_Dataset records:_
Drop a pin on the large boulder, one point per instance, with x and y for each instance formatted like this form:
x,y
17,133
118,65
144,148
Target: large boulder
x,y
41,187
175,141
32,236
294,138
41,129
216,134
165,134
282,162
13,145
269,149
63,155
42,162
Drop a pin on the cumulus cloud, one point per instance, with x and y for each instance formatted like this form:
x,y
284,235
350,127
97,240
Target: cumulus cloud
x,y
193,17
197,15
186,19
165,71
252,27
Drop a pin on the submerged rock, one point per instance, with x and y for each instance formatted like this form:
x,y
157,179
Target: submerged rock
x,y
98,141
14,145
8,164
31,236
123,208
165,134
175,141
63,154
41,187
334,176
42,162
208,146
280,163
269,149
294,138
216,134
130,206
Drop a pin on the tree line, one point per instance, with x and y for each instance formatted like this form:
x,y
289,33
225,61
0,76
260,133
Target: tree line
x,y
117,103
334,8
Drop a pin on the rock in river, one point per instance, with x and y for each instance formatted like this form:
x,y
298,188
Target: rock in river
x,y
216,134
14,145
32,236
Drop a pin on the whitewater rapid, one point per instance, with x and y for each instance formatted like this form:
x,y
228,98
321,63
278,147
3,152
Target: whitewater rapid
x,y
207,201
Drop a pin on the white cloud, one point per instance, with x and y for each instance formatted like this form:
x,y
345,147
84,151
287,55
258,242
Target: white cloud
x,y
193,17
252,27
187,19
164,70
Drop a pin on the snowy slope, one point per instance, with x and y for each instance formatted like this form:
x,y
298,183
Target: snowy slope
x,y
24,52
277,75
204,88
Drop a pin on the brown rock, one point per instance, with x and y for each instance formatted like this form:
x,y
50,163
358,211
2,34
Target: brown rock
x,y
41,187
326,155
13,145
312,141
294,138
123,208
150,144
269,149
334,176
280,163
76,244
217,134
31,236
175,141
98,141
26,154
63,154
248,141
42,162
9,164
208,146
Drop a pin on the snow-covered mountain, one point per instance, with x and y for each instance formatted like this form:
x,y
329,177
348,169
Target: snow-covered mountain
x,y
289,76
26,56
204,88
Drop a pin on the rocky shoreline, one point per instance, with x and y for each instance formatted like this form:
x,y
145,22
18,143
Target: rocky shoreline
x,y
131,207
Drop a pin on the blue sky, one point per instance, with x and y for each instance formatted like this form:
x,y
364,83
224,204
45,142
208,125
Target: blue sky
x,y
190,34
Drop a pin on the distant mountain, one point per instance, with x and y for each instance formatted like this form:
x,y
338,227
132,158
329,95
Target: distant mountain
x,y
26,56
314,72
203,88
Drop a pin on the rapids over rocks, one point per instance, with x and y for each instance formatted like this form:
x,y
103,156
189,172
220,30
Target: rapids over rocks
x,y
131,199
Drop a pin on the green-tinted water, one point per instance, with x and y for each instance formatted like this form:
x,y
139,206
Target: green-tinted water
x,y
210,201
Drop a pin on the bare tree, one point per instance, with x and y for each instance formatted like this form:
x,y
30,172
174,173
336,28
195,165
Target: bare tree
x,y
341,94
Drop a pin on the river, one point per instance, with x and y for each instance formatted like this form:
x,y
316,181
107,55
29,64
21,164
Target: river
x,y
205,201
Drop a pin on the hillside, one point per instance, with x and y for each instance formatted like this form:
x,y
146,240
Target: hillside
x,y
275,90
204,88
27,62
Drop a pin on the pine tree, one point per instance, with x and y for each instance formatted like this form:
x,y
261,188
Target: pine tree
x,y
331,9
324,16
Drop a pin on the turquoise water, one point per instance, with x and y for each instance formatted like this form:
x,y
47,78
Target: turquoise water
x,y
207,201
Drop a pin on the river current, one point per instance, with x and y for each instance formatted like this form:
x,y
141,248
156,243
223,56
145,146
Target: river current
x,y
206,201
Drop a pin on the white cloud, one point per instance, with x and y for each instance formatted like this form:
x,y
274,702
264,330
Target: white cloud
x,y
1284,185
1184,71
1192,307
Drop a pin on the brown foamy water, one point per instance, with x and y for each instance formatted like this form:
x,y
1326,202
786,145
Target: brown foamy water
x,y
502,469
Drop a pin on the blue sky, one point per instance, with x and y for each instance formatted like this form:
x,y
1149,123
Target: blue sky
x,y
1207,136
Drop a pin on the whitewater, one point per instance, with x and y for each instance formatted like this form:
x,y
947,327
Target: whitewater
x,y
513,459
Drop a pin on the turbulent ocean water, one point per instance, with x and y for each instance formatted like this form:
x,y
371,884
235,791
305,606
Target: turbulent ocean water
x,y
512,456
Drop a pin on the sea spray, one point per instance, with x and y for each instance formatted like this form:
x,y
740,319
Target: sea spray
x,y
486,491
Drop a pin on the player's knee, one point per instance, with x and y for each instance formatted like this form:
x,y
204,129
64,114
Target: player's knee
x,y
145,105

_Work to be completed:_ Using the data above, repeat every line exactly.

_Finished exercise:_
Drop a pin on the large boulder, one point per instance, with x and y for each instance formatted like this form:
x,y
17,133
118,65
144,148
Target: large boulder
x,y
41,187
175,141
32,236
294,138
41,129
216,134
165,134
282,162
13,145
269,149
63,155
42,162
Drop a pin on the cumulus cloud, one point per instance, with x and y for each instance formatted like this form:
x,y
284,235
350,127
97,240
Target: cumulus cloud
x,y
193,17
197,15
186,19
165,71
252,27
Drop a pin on the submerged rock, one point per instance, with x and y for each instance formatted like this form:
x,y
157,179
Target: submerged rock
x,y
98,141
14,145
8,164
31,236
123,208
165,134
175,141
63,154
41,187
334,176
42,162
208,146
280,163
269,149
294,138
216,134
130,206
Drop a pin on the tree line, one point per instance, with x and y for each instance formatted like this form:
x,y
289,33
225,61
0,76
260,133
Target: tree line
x,y
117,103
334,8
Drop a pin on the rock in river, one point per instance, with x and y for each instance formatted like this form:
x,y
298,188
Target: rock in river
x,y
216,134
14,145
32,236
Drop a pin on the whitewater rapid, one point per instance, with x and y for each instance formatted like this form:
x,y
228,98
321,63
278,147
3,152
Target: whitewater rapid
x,y
207,201
Drop a pin on the white cloud, one point per instance, with x and y for each instance formatted like this form:
x,y
345,147
84,151
287,55
258,242
Target: white cloud
x,y
193,17
252,27
187,19
164,70
Drop a pin on the snowy slope, one point per instance, with x and y for each instance formatted like this form:
x,y
298,183
Target: snowy slope
x,y
24,52
277,75
204,88
Drop a pin on the brown rock, one point per instance, with x and y for each instance formatted like this form:
x,y
50,163
358,211
2,34
Target: brown rock
x,y
41,187
326,155
13,145
312,141
294,138
123,208
150,144
269,149
334,176
280,163
76,244
217,134
31,236
175,141
98,141
26,154
63,154
248,141
42,162
9,164
208,146
Drop a pin on the snow-covered mountain, one point per instance, with x and y for each instance formatted like this form:
x,y
329,177
348,169
Target: snow-covered mountain
x,y
289,76
26,56
204,88
Drop a pin on the rocky shoreline, one point per instance, with x and y for each instance formatted like this form:
x,y
145,22
18,143
Target: rocky shoreline
x,y
131,207
Drop a pin on the blue sky, one point per instance, with x and y for each instance formatted like this form:
x,y
364,83
224,204
45,142
208,125
Target: blue sky
x,y
190,34
Drop a pin on the distant mountain, one point per instance, with x and y for each instance formatted like this form:
x,y
338,227
132,158
329,95
Target: distant mountain
x,y
26,56
314,72
203,88
Drop a pin on the rapids over rocks, one point per instance, with x and y for each instance formatted like this form:
x,y
103,156
189,172
220,30
Target: rapids over rocks
x,y
131,199
Drop a pin on the green-tinted water, one point per instance, with x and y for each instance formatted like this form:
x,y
139,206
Target: green-tinted water
x,y
210,201
Drop a pin on the bare tree, one point per instance, with x and y for each instance formatted like this form:
x,y
30,172
174,173
336,28
195,165
Target: bare tree
x,y
341,94
Drop a pin on the river, one point per instance, with x and y for each instance formatted like this form:
x,y
316,181
107,55
29,64
21,164
Target: river
x,y
205,201
Drop a pin on the hillside, one point per instance, with x and y for each instance formatted like this form:
x,y
146,240
Target: hillside
x,y
275,90
204,88
27,62
Drop a pin on the pine tree, one point per instance, with x and y for each instance formatted like this form:
x,y
261,188
Target: pine tree
x,y
331,9
324,16
Drop a pin on the turquoise water, one point per instance, with x and y for each instance formatted like this form:
x,y
47,78
Target: turquoise water
x,y
207,201
Drop a pin on the river current, one point per instance, with x and y for each instance formatted like this form:
x,y
141,248
156,243
223,56
145,146
Target: river current
x,y
206,201
Drop a pin on the white cloud, one point per instance, with x and y for each instance formatted like this form:
x,y
274,702
264,330
Target: white cloud
x,y
1284,185
1184,71
1192,307
Drop a pin on the brown foamy water, one point per instance, with x and y for each instance formatted like this form:
x,y
1326,202
786,145
Target: brown foamy water
x,y
502,469
Drop a pin on the blue sky, one point per instance, with x and y for each instance formatted like this form:
x,y
1149,123
Target: blue sky
x,y
1207,136
Drop a pin on the whitewater, one point per instance, with x and y for each instance formatted like this form:
x,y
947,327
Target: whitewater
x,y
513,459
Drop a pin on the turbulent ocean water, one point per instance, with x and y for each instance formatted like this form:
x,y
371,884
235,791
305,606
Target: turbulent ocean water
x,y
512,456
Drop a pin on the sea spray, one point per instance, with x and y for each instance formatted like this form:
x,y
740,319
Target: sea spray
x,y
486,491
Drop a pin on the player's knee, one point per instance, with x and y for each instance formatted like this form:
x,y
204,129
64,114
Target: player's knee
x,y
145,105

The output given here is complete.